- Document segment:
════════════════
Written April 14, 2010


Do you ever wonder why we do things? Why we try when it seems like its only going to fail? Why bother at all? Why put ourselves through the torture of the act or the pain of the end result?

We do it out of habit perhaps? Nature? A need to succeed?

They teach us as we grow up that you should strive for what you want and you shall receive it. That in order to succeed you have to keep pushing through no matter what. That through hard work you will be rewarded.

So many things in life that can apply to, so few that it can work for. As we grow up we are taught a lot, shaped and molded into what we will be through all the things we experience. These things do change us, the help us grow, some stronger, some weaker, but they help us grow.

What doesn't kill you only makes you stronger.

Truest statement I've ever heard. Pain does make you stronger, it builds up walls and provides a strong will. Those who can't take it usually wear down and either vanish or die off. Life is a journey, for most a long one, some not all. It gives us trials and different paths to choose. It provides us with experiences, joy, pain, and so many more things. But what for? What is the real goal of life? To live it? To live it to its fullest? To procreate?

What is the point anymore? The world is over populated, people die and are born everyday. Sure you want to keep your bloodline going. But really, what is the point?

I ask these questions because I wonder constantly. My mind never ceases to think no matter how much I wish it would at times.

I ask why because I want to know, maybe not from an individual but as a whole. What is the point to anything anymore?

I know why I do things. I know why I continue on. For goals I wish to reach. For answers I wish to receive. For myself.

Why do I though? Why do I care? Why not just take an easy way out and stop existing? Why? Because that's too easy. I like a challenge, I like to fight for what I want. I want to reach my goals and live this life to its fullest and get the greatest thing in the world to me.

I have my issues, I even think at times I really screwed up in the head for how I think. Yet I know myself, I know who I am, I know where I want to go, I know what I want, I know who I want in my life.

I sometimes wonder how things would have gone if I did it another way. If I had given something I try or if I had not done something else. But what is the point to that? I can't go back and change it and if I could would I really want to? The choices I've made in my life have made me who I am now, have brought me to this point I'm at. A point that I don't even really know anymore. Sometimes I feel I am at my breaking point, that I've reached my limit, yet I keep pushing through. I'm a fighter, I'm strong willed, I'm stubborn as fuck, and I above all I am me.

For those of you who can't accept who I am then there is no point of having you in my life. For those of you who can then I welcome you along in my journey.

I know what I've been through, no one else does, some know bits, but none know what goes through my head. I don't write this for pity or any other emotion. I write this because I feel I need to get things off my chest, out of my head, free my soul some. I know I've experienced things in my life, things that have brought me joy and plenty that has brought me pain. I've been through quite a bit of pain in my life and over the years it takes more and more to hurt me because of it. I've learned though physical pain hurts a good deal, emotional pain hurts more. It leaves scars that are harder to hide, wounds that are harder to heal, a life that is harder to live. Now don't go thinking "oh she's crying for attention" or "oh she's going to hurt herself, blah, blah, blah". I'm not nor will I. Writing helps me, it helps me understand myself and the things I'm going through. It helps clear my head a bit and provides myself with answers. As I write I think instead of dwell.
════════════════
- Tasks and exercises:
1. Reproduce the part of the essay that opens with the words containing "I ask why because" and closes with "world to me.".
2. In the essay, what three things does the writer give as reasons for continuing on?
3. Which statement does the essay call the truest the writer has ever heard?

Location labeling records
════════════════
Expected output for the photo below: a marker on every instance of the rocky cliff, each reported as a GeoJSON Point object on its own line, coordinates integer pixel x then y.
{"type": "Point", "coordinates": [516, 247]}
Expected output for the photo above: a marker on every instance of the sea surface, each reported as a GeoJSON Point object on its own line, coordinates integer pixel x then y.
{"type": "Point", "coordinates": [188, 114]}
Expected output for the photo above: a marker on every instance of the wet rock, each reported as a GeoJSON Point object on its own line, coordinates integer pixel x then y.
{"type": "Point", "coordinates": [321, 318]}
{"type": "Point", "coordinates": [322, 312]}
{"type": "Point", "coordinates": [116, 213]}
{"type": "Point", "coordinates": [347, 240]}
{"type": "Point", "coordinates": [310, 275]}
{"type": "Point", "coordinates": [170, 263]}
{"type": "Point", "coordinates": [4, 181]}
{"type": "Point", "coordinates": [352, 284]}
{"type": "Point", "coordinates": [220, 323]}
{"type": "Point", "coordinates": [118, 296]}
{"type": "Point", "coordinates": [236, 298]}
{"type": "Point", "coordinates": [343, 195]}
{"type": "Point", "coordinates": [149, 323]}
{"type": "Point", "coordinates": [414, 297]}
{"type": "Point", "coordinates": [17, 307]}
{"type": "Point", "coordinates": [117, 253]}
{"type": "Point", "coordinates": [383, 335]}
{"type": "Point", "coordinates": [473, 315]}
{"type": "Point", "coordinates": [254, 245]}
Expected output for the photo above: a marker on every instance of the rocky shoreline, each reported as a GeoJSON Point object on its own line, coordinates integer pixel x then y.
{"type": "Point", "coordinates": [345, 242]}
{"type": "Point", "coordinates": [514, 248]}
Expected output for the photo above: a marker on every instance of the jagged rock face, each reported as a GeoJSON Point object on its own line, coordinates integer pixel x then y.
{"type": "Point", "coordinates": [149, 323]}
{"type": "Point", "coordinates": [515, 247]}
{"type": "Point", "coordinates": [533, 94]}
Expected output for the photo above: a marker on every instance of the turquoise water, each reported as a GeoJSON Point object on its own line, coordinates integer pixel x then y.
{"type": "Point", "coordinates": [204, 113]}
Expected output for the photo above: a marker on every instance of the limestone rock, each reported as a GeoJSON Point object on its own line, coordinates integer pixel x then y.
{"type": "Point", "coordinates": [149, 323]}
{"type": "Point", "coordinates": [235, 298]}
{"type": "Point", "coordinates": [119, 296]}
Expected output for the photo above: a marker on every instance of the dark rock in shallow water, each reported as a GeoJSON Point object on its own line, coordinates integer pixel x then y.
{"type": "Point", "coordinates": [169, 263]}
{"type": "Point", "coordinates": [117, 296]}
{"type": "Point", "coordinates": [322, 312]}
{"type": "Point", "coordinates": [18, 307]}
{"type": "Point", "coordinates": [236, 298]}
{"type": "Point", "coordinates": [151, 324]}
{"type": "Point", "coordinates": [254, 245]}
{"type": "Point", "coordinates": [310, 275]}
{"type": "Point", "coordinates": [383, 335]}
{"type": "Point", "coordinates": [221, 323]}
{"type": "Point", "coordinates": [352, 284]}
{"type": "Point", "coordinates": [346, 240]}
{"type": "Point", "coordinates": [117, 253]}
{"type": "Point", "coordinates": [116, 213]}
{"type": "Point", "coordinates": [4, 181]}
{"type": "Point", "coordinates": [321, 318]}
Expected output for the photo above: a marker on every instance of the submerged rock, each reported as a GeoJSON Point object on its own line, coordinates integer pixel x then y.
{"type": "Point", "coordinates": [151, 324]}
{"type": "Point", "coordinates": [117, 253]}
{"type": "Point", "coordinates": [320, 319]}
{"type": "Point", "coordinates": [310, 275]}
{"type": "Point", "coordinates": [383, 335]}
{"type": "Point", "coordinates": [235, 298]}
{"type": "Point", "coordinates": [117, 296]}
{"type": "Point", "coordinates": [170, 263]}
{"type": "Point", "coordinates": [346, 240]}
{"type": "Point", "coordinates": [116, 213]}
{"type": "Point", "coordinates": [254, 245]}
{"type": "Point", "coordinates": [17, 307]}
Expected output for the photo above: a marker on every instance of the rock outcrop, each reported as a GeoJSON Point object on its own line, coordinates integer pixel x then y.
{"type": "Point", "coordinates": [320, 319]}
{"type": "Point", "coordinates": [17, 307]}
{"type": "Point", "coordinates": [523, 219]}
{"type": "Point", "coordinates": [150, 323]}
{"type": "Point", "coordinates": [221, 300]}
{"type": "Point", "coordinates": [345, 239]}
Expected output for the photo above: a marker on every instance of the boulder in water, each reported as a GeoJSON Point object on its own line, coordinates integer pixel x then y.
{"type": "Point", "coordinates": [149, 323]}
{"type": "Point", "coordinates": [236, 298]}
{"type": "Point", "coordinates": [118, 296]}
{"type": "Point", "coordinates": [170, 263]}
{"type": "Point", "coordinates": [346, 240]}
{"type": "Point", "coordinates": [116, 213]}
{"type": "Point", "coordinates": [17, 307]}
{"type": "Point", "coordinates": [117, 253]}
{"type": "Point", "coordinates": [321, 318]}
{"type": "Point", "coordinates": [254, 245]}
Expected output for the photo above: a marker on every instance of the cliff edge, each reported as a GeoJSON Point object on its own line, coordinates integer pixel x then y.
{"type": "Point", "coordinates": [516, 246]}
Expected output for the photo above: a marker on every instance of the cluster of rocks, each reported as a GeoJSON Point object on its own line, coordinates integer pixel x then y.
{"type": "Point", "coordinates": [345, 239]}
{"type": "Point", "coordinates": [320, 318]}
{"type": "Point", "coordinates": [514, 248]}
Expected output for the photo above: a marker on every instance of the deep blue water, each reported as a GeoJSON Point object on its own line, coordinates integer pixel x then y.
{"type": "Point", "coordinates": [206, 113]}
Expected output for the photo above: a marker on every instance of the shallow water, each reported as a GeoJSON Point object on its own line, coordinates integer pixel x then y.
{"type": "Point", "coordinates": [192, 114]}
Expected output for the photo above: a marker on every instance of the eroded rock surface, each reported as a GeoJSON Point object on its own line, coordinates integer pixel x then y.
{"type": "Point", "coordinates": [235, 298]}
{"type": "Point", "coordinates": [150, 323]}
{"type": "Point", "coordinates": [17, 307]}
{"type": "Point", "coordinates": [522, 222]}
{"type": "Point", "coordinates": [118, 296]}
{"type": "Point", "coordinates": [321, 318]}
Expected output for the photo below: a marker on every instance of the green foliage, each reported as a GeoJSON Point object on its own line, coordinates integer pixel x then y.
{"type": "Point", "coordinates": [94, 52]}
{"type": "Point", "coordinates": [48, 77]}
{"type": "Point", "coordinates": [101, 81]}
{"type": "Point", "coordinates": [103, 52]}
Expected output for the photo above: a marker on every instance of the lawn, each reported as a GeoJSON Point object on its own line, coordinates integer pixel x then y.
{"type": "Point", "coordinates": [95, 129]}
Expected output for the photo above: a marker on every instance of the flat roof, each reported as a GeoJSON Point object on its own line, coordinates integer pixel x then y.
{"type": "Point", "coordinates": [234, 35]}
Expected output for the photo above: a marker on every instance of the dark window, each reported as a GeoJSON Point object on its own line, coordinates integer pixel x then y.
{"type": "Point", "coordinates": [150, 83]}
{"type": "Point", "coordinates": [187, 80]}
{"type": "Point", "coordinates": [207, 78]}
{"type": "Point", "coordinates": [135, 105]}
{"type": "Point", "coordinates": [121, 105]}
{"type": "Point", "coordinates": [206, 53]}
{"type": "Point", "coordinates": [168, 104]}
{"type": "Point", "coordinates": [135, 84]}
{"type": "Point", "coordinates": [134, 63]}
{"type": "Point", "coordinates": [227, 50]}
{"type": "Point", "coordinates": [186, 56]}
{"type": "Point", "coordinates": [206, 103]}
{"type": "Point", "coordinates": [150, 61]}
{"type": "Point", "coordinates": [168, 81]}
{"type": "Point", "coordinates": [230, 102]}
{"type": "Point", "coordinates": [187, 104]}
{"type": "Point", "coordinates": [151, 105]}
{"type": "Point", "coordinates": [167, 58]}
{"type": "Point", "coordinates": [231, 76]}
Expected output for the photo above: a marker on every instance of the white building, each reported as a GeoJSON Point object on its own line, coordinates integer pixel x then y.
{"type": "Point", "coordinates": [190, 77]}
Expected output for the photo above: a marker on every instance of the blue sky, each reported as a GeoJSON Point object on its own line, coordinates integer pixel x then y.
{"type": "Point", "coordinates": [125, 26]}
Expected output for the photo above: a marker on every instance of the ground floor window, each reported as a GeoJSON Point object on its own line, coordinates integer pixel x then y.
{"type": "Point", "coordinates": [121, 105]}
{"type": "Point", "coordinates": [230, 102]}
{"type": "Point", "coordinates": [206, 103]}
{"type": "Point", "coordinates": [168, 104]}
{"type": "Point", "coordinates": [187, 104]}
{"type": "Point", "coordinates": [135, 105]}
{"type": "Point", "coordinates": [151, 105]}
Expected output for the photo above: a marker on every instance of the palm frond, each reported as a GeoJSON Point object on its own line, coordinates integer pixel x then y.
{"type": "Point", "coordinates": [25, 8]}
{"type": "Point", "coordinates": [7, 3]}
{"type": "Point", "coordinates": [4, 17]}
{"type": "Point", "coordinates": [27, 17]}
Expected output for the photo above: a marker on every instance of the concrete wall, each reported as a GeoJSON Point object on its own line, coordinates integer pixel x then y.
════════════════
- Solutions to the exercise:
1.
I ask why because I want to know, maybe not from an individual but as a whole. What is the point to anything anymore?

I know why I do things. I know why I continue on. For goals I wish to reach. For answers I wish to receive. For myself.

Why do I though? Why do I care? Why not just take an easy way out and stop existing? Why? Because that's too easy. I like a challenge, I like to fight for what I want. I want to reach my goals and live this life to its fullest and get the greatest thing in the world to me.

2. Goals the writer wishes to reach, answers the writer wishes to receive, and the writer's own self.

3. "What doesn't kill you only makes you stronger."